Source text:
⟨

The first step of this algorithm is to find the Start Pixel P; it can be found by checking every pixel from any image corner in any constant direction until the pointer reaches the first object pixel shown in the first step of Figure 6a1.
Once the Start Pixel is found, a set of steps must be performed. Depending on the Moore–Neighbor from which the last contour pixel was accessed, the pointer must check every Moore–Neighbor in a constant direction (clockwise or anticlockwise). For example, for the step (a1) in Figure 6, the Start Pixel was accessed from its Moore–Neighbor P6; thus, the Moore–Neighbors P7, P8, P1, P2, P3, P4, and P5 must be checked in that order until the next object pixel is found. Then, the process repeats until a stopping criterion is found.
The stopping criterion of this algorithm is when the Start Pixel is reached for the second time, as can be seen in the last step of Figure 6b1, or when the only object pixel is that from which it was accessed. This last stopping criterion represents an open contour.
The resulting image is represented by very few pixels, as can be seen in Figure 5c. This represents a huge reduction in the digital hardware required to implement the ANN to carry out the ASL alphabet classification, but is not enough to design an efficient classification system.
There is still redundant information that must be eliminated to properly perform the classification through the ANN.

4.3. Characteristic Pixel Extraction

In order to design an efficient system with low computational cost, the quantity of events representing each ASL sign must be decreased without degrading the shape of the object and its characteristics. Therefore, a set of processing stages was developed to reduce the number of pixels representing every contour, which will be called characteristic pixels. With the purpose of reducing characteristic pixels of every shape, an elimination criterion that allows deleting irrelevant information without affecting the contour features must be selected.
The final characteristic pixels quantity directly affects the digital hardware complexity implemented in the classification stage. Thus, some experiments were performed in order to find the minimum pixel quantity while maintaining the features of all the ASL alphabet signs. The first step is to find the elimination criterion. Therefore, it is necessary to detect a pattern that appears in all ASL alphabet signs. Most of the sign shapes have vertical features, for example, the arm direction, finger contours, angles, and the distance between them, as can be seen in Figure 7.
This is the reason for selecting the vertical derivate as the first evaluation criterion, by calculating the vertical slope of the entire contour, all of the vertical vertex pixels of any shape can be found.

⟩

(Box-labeled dataset records)
⟨

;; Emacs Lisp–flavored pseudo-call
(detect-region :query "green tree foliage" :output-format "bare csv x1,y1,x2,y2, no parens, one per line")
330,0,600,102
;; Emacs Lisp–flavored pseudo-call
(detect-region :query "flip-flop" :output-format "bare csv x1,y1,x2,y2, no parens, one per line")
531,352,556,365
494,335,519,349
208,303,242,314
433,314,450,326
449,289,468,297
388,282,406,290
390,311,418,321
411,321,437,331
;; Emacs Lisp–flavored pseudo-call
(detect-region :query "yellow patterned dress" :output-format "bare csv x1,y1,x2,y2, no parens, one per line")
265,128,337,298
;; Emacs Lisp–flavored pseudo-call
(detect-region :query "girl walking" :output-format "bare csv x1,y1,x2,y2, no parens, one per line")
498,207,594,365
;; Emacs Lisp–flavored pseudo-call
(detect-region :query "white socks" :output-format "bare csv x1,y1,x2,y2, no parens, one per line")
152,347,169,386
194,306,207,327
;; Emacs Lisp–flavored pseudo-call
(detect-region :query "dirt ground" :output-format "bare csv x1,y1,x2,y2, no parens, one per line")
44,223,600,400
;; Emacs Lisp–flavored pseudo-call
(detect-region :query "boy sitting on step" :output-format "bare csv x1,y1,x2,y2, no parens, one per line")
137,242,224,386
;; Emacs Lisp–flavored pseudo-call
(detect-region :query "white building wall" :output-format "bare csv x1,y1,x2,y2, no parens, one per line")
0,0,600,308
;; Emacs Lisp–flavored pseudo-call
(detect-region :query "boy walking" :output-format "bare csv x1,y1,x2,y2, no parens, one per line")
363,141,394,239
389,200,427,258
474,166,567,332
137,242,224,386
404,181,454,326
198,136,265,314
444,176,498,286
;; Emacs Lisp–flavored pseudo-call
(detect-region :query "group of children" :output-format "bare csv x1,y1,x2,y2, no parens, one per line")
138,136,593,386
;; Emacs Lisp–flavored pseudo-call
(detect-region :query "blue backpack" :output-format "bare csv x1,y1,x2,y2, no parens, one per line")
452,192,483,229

⟩
⟨

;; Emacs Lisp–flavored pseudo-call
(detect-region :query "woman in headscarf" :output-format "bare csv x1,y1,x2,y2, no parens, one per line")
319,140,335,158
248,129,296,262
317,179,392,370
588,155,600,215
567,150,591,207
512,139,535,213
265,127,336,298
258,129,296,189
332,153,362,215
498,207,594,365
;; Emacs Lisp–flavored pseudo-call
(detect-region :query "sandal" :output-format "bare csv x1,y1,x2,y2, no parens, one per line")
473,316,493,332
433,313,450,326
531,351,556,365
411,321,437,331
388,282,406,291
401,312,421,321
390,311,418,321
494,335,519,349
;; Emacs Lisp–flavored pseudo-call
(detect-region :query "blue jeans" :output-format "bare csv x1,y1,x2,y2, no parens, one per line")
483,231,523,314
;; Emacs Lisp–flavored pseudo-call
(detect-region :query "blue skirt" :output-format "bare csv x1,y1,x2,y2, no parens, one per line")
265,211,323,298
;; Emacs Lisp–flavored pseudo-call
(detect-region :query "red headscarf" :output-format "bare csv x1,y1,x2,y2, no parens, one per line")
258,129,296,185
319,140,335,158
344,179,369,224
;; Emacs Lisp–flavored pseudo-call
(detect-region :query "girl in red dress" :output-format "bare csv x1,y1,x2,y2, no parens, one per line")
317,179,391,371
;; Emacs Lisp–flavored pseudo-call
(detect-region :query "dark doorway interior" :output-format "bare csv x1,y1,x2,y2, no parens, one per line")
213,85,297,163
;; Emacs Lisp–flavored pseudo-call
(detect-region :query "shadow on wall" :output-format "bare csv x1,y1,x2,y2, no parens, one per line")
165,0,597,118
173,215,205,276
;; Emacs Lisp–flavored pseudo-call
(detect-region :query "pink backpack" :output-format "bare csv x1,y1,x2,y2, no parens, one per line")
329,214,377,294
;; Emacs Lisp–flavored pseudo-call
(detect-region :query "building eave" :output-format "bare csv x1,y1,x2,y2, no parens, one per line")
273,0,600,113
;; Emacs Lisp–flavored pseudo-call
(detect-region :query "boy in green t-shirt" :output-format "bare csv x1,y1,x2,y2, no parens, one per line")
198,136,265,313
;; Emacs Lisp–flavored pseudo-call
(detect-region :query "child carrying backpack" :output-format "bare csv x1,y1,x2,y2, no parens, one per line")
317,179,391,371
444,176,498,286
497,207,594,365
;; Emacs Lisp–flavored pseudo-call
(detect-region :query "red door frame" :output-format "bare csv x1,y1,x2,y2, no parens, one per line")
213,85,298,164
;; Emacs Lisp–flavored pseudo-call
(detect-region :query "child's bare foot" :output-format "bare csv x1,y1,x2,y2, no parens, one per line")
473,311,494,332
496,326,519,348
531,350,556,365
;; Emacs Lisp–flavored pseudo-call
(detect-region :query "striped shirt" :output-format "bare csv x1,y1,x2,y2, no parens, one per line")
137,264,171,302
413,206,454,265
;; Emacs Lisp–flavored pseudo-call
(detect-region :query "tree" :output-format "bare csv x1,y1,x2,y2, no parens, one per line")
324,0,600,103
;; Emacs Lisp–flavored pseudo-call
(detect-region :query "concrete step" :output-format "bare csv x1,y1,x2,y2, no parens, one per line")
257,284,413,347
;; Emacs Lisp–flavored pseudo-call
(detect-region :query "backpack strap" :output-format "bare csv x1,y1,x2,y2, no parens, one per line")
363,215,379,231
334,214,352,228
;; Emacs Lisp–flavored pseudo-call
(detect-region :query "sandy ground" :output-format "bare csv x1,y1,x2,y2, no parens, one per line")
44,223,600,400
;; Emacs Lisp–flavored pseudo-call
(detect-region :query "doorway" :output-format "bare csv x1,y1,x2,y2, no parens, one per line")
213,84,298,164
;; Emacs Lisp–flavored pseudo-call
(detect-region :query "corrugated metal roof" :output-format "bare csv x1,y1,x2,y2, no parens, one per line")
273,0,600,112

⟩
⟨

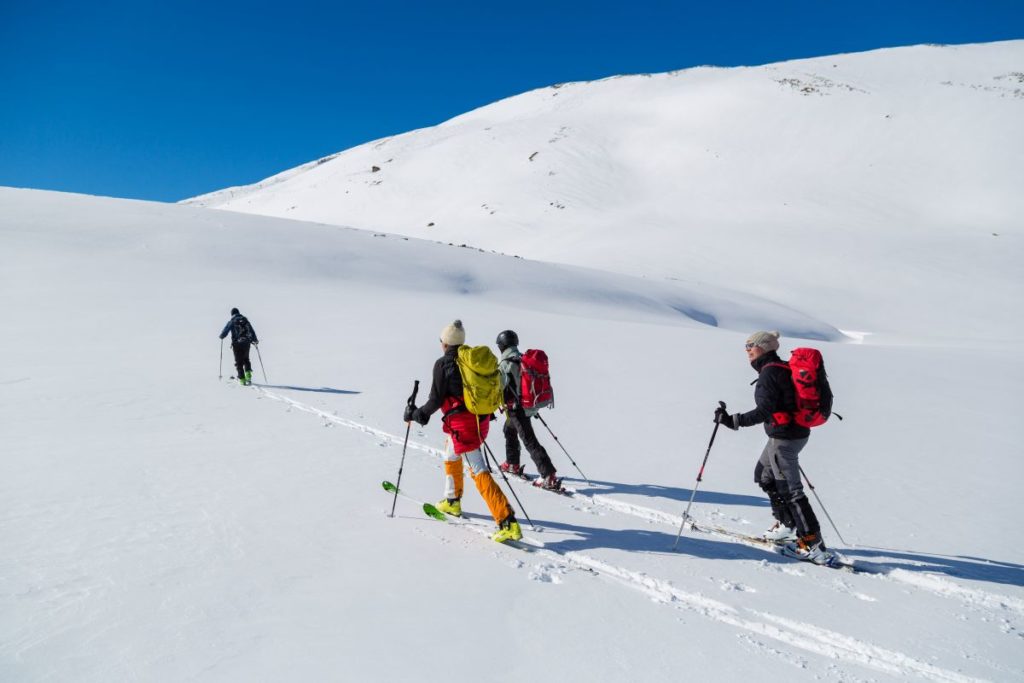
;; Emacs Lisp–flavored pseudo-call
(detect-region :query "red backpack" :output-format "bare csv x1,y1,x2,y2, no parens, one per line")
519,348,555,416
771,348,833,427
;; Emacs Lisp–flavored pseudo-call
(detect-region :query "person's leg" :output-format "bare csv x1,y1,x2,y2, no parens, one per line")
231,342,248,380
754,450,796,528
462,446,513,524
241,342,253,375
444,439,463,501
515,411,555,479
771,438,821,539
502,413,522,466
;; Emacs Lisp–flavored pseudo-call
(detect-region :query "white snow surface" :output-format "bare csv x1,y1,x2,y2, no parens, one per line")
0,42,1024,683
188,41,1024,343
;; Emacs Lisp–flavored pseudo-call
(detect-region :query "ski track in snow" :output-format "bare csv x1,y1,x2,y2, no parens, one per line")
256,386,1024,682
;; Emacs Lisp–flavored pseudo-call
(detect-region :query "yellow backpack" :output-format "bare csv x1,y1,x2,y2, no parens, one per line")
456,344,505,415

⟩

Required tasks:
- 1) In the passage on ASL sign contours, reproduce the text word for word, beginning at the words "Once the Start" and stopping after the words "an open contour.".
- 2) According to the passage on ASL sign contours, what was selected as the first evaluation criterion?
- 3) Write the next part of the passage on ASL sign contours, picking up after its final sentence.

Results:
- 1)
Once the Start Pixel is found, a set of steps must be performed. Depending on the Moore–Neighbor from which the last contour pixel was accessed, the pointer must check every Moore–Neighbor in a constant direction (clockwise or anticlockwise). For example, for the step (a1) in Figure 6, the Start Pixel was accessed from its Moore–Neighbor P6; thus, the Moore–Neighbors P7, P8, P1, P2, P3, P4, and P5 must be checked in that order until the next object pixel is found. Then, the process repeats until a stopping criterion is found.
The stopping criterion of this algorithm is when the Start Pixel is reached for the second time, as can be seen in the last step of Figure 6b1, or when the only object pixel is that from which it was accessed. This last stopping criterion represents an open contour.

- 2) The vertical derivate was selected as the first evaluation criterion.

- 3)
The contour slope is calculated using Equation (2), where P represents the characteristic pixels array and n is the size of the characteristic array:
Slope = (Pi+1(y) – Pi(y))/(Pi+1(x) – Pi(x)), 1 ≤ i < n.
In Figure 8, where violet and blue arrows represent negative and positive slopes, respectively, the main vertices are characterized for being found in vertical slope sign changes; thus, by storing these points, the quantity of characteristic pixels is reduced without losing the main shape of the line. With this elimination criterion, the quantity of characteristic pixels is reduced to approximately 15. Using this compact characteristic array of pixels, it is feasible to classify the ASL signs.
Despite this elimination methodology being effective in reducing unnecessary information, it does not guarantee the quantity of characteristic pixels, obtaining between 5 and 30 pixels in the experiments, 13 in the case of a “U” sign, shown in Figure 9. Since this data is the input for the classification system, it is necessary that every characteristic pixel array be of the same size, a requirement for this ANN.

4.4. Characteristic Array Adjusting

In order to select the best size of the characteristic array, a series of experiments was performed with different characteristic pixel quantities, using between 10 and 20 characteristic points. The size selection criterion is the minimum quantity of points necessary to maintain the main features of all the ASL alphabet signs. The artificial neural network will be implemented in digital hardware in the next stage; thus, a larger characteristic array needs a larger ANN, requiring more hardware for its implementation, and, as a consequence, more power will be consumed; therefore, redundant information is particularly harmful to this system.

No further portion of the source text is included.